The department’s new policy standardizing the approach for the release of information regarding “critical incidents” is a specific recommendation of the 200-page Transparency Matters report on the department’s use of force, released in April.
This new policy, discussed in a January briefing, goes a step beyond what Colorado House Bill 21-1250 now requires of every state and municipal law enforcement agency in the state — to provide body camera footage within 21 days of a request. Even in the case of active ongoing investigations, law enforcement agencies are still to release video within 45 days.
Colorado Springs police say they will automatically release video footage of significant events, with no outside request required.
The city’s current Law Enforcement Transparency and Advisory Committee chairman D’Ontay Roy said he felt the policy change was a step in the right direction.
“I don’t know if it’s going to quell a lot of the tension, but it is a step forward,” he said.
Castro added that the new policy officially took effect Wednesday. She added that the policy was developed as a result of the Transparency Matters report, at the direction of Police Chief Adrian Vasquez who took office last year, as opposed to a reaction to any particular incident.
Department officials cautioned that there could be multiple reasons why video from some incidents are not made public in the 21-day time frame. In situations where there is an ongoing investigation, such as a police use of force during an arrest, there could be a delay in video release. Officials said specific legal proceedings, such as an impaneled grand jury or a court order from a judge, would also halt the release of any video.
- - - - - - -
* TO BE DONE *
[A] In the police video policy article, how many days do law enforcement agencies have to release video when an investigation is active and ongoing?
[B] Condense the paragraph of the police video policy article that begins "Department officials cautioned" into a short bulleted list that keeps its main facts.
[C] Carry the police video policy article forward with a few more sentences after its final one.
The listing that comes next has no connection to the police video policy article.
- - - - - - -
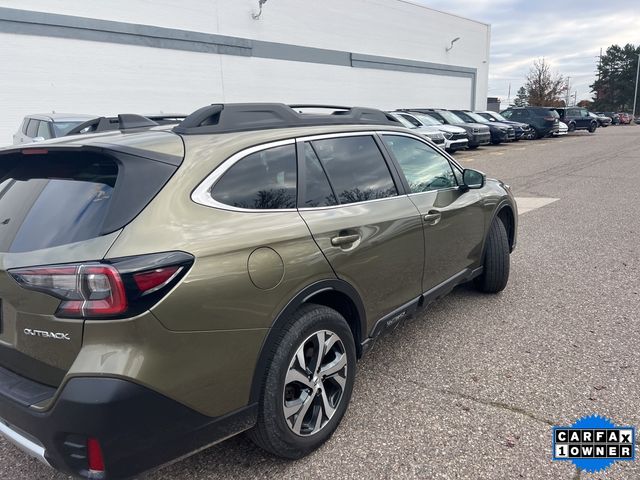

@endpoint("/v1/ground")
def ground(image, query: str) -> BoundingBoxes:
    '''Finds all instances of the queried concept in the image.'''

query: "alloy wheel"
[283,330,348,436]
- - - - - - -
* SOLVED PROBLEMS *
[A] 45 days.

[B]
- Several reasons may keep video from some incidents from being made public within 21 days.
- An ongoing investigation, such as one into police use of force during an arrest, could delay release.
- Specific legal proceedings, such as an impaneled grand jury or a judge's court order, would halt release of any video.

[C]
Castro said that when there is a delay the department intends to give an explanation as to why video of a given incident is not released.
Other departments’ approaches
“We absolutely support transparency in law enforcement,” Lt. Deborah Mynatt with the El Paso Sheriff’s Office said regarding the policy. “We’re pretty much aligned.”
The Sheriff’s Office routinely investigates situations in which Colorado Springs police officers use force, and vice versa.
While Mynatt said the Sheriff’s Office was still discussing internally whether to copy the Colorado Springs policy entirely, she said the department was definitely working on internal procedures to ensure it would be compliant with state statutes.
Taylor Pendergrass, ACLU Colorado’s director of advocacy and strategic alliances, said that his office had not heard of other Colorado departments being as proactive and transparent with its bodycam footage policy, which he applauded.
The Parker Police Department earned praise from the ACLU for its then nation-leading bodycam use policies. Though that policy doesn’t specifically set a time period for the release of video footage, a spokesman with the department confirmed that it would comply with new state statutes.
The Denver Police Department includes a link to the state law on its records request page, though it, too, does not seem to have any sort of automatic bodycam footage release policy.
Castro said the department’s new policy was modeled after other agencies, including the Los Angeles Police Department.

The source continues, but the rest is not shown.